## AUFGABEN
[A] Prüfe anhand des Textauszugs zum Gesellschaftssitz im portugiesischen Recht, ob die folgenden Aussagen zutreffen. Antworte jeweils mit Ja oder Nein und zitiere die entscheidenden Worte wörtlich: (i) Die rechtliche Stellung der Gesellschaft im IPR ist seit 1986 in Art. 3 CSC geregelt. (ii) Fallen statutarischer und faktischer Sitz auseinander, wird die Gesellschaft aufgelöst. (iii) Der Beschluss, den Sitz ins Ausland zu verlegen, braucht Stimmen, die mindestens 75 % des Gesellschaftskapitals entsprechen.
[B] Nenne die Frist, die der Textauszug zum Gesellschaftssitz im portugiesischen Recht für Gesellschafter angibt, die nicht für die Sitzverlegung gestimmt haben und ausscheiden wollen.
[C] Schreibe den Textauszug zum Gesellschaftssitz im portugiesischen Recht im Anschluss an seinen letzten Satz weiter.

## TEXTAUSZUG
━━━━━━━━━━

Rz. 126

Die rechtliche Stellung der Gesellschaft im IPR ist ausführlich und seit Bestehen des CSC, also seit dem Jahr 1986, weitsichtig in Art. 3 CSC geregelt. Handelsgesellschaften haben als Personalstatut das Recht des Staates, in dem sich der hauptsächliche und effektive Sitz ihrer Verwaltung befindet. Eine Gesellschaft, die nur ihren statutarischen Sitz in Portugal hat, kann jedoch Dritten nicht verwehren, sie einem anderen als dem portugiesischen Recht zu unterwerfen. Auch wenn Portugal den Grundsätzen der "Sitztheorie" folgt,[176] muss deutlich gesagt werden, dass in Portugal die "Sitztheorie" – anders als die bisherige deutsche Rspr. – moderat und grundsätzlich sitzverlegungsfreundlich angewendet wird. So führt das Auseinanderfallen von statutarischem und faktischem Gesellschaftssitz nicht zu einer Auflösung der Gesellschaft.[177] Die Gesellschaft muss allenfalls damit rechnen, dass auf sie auch ausländisches Recht angewendet wird.

 

Rz. 127

Eine Gesellschaft, die ihren effektiven Sitz nach Portugal verlegt, behält ihre Rechtspersönlichkeit, wenn das Recht, nach dem sie sich bisher gerichtet hat, dies zulässt. Sie muss ihren Gesellschaftsvertrag jedoch an das portugiesische Recht anpassen. Dazu erklärt ein Vertreter der Gesellschaft in Portugal i.R.d. öffentlichen Beurkundung die Verlegung des Sitzes und gibt den an das portugiesische Recht angepassten Gesellschaftsvertrag bekannt. Auf die Anpassung an das nationale Recht finden die Vorschriften über die Registrierung und Veröffentlichung von in Portugal beurkundeten Gesellschaftsverträgen Anwendung. Wegen bewusster steuerlicher Diskriminierung von Offshore-Gesellschaften,[178] die in Portugal Grundstücke halten, haben in den letzten Jahren derartige Gesellschaften ihren Sitz z.B. aus Gibraltar, Jersey und Isle of Man nach Portugal verlegt. Die Sitzverlegung von ausländischen Gesellschaften nach Portugal unter Anpassung der Statuten an das portugiesische Recht ist keine Besonderheit.

 

Rz. 128

Eine Gesellschaft, die ihren effektiven Sitz in Portugal hat, kann diesen in ein anderes Land unter Beibehaltung ihrer Rechtspersönlichkeit verlegen, wenn das Recht des anderen Landes dies zulässt. Der Beschluss der Sitzverlegung hat die Formvorschriften für die Änderung des Gesellschaftsvertrags zu befolgen und darf in keinem Fall mit weniger Stimmen gefasst werden als denjenigen, die 75 % des Gesellschaftskapitals entsprechen. Gesellschafter, die nicht zugunsten dieses Beschlusses gestimmt haben, können aus der Gesellschaft ausscheiden, wobei sie dieser ihre Entscheidung innerhalb von 60 Tagen ab Veröffentlichung des genannten Beschlusses mitzuteilen haben.

━━━━━━━━━━

## VERFÜGBARE DATEN
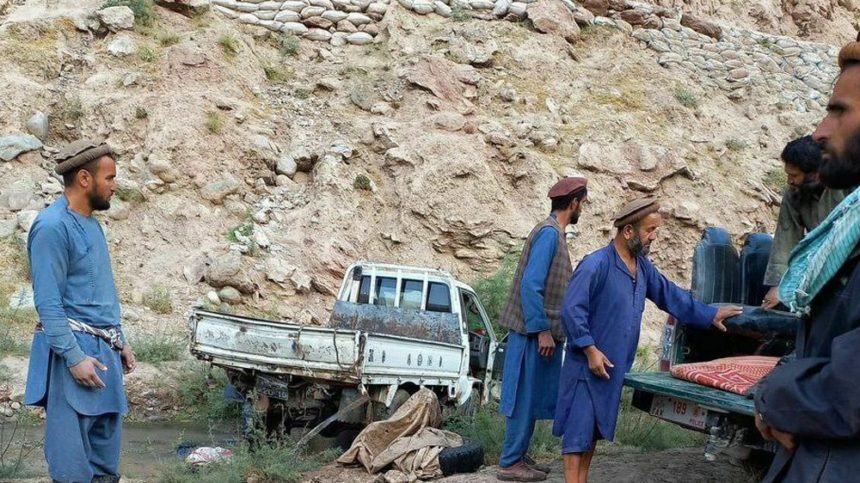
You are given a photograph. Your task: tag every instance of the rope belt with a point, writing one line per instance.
(111, 336)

━━━━━━━━━━

## ANTWORTEN JE AUFGABE
[A]
(i) Ja: „seit Bestehen des CSC, also seit dem Jahr 1986, weitsichtig in Art. 3 CSC geregelt“
(ii) Nein: „So führt das Auseinanderfallen von statutarischem und faktischem Gesellschaftssitz nicht zu einer Auflösung der Gesellschaft.“
(iii) Ja: „darf in keinem Fall mit weniger Stimmen gefasst werden als denjenigen, die 75 % des Gesellschaftskapitals entsprechen“

[B] Sie müssen ihre Entscheidung innerhalb von 60 Tagen ab Veröffentlichung des Beschlusses mitteilen.

[C]
Rz. 129

Grenzüberschreitende Verschmelzungen ("fusões transfronteiriças") sind in Art. 117-A bis 117-L CSC geregelt. Durch das Gesetz Nr. 19/2009 (Art. 28) wurden die Vorschriften der entsprechenden EU-Richtlinie 2005/56/EG in den CSC integriert. Die grenzüberschreitenden Verschmelzungen unterliegen hinsichtlich ihrer Form, Registrierung und der Veröffentlichung den Vorschriften einer inländischen Verschmelzung ("fusão interna", vgl. Art. 117-E CSC). Mit der Eintragung der grenzüberschreitenden Verschmelzung in das nationale Handelsregister wirken die in Art. 112 CSC geregelten Rechtsfolgen (vgl. Art. 117-H CSC), nämlich: (a) es erlöschen die inkorporierte Gesellschaft oder im Fall der Gründung einer neuen Gesellschaft alle verschmolzenen Gesellschaften; Rechte und Verpflichtungen werden auf die inkorporierende Gesellschaft übertragen oder auf die neue Gesellschaft und (b) die Gesellschafter der erloschenen Gesellschafter werden Gesellschafter der inkorporierenden Gesellschaft oder der neuen Gesellschaft. Die Registrierung im Fall einer nationalen (internen) Fusion bei der inkorporierenden Gesellschaft oder die Registrierung der neuen Einheit als Resultat der internen Fusion führt dazu, dass von Amts wegen die Fusion bei den inkorporierten Einheiten oder bei den in der neuen Gesellschaft aufgegangenen Gesellschaften registriert wird. Im Fall der grenzüberschreitenden Fusion wird diese Vorgehensweise auf die an der Fusion beteiligten Gesellschaften, die den Sitz in Portugal haben, angewendet. Das Handelsregister, das die Registrierung der grenzüberschreitenden Verschmelzung vornimmt, teilt die entsprechenden Tatsachen und den Beginn der Wirkungen der Verschmelzung den zuständigen Registern innerhalb der EU mit. Der Erhalt der Mitteilung des Beginns der Wirkungen einer grenzüberschreitenden Verschmelzung seitens eines innerhalb der EU-Mitgliedstaaten befindlichen Handelsregisters hat zur Folge, dass von Amts wegen die grenzüberschreitende Fusion bei den daran beteiligten Gesellschaften, deren Sitz sich in Portugal befindet, registriert wird.[179]

[176] Vgl. Schaub, NZG 2000, 953; Freitag, EuZW 1999, 268.
[177] Anders aber bis heute im deutschen Recht, wo nach h.M. der Beschluss der Verlegung des Satzungssitzes – unzulässigerweise – in einen Auflösungsbeschluss umgedeutet wird; vgl. dazu Stieb, GmbHR 2004, 492 f.; vgl....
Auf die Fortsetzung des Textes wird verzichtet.